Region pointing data
=== Section Start ===

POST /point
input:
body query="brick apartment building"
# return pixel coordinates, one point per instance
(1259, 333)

=== Section End ===
=== Section Start ===

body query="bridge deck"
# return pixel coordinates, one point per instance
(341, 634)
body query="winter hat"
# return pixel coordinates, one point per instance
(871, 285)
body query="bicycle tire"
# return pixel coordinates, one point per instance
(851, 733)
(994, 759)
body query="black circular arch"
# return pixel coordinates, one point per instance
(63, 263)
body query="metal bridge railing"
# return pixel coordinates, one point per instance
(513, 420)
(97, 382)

=== Section End ===
=== Section Start ===

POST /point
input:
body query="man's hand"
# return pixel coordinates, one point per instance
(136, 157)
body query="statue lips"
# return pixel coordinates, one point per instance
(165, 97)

=== Section End ===

» **Your task**
Take every line from the data that includes the word "body".

» **Result**
body query="brick apartment building"
body query="bridge deck"
body query="winter hat"
body query="bicycle tire"
body query="black circular arch"
body query="metal bridge railing"
body query="man's hand"
body query="statue lips"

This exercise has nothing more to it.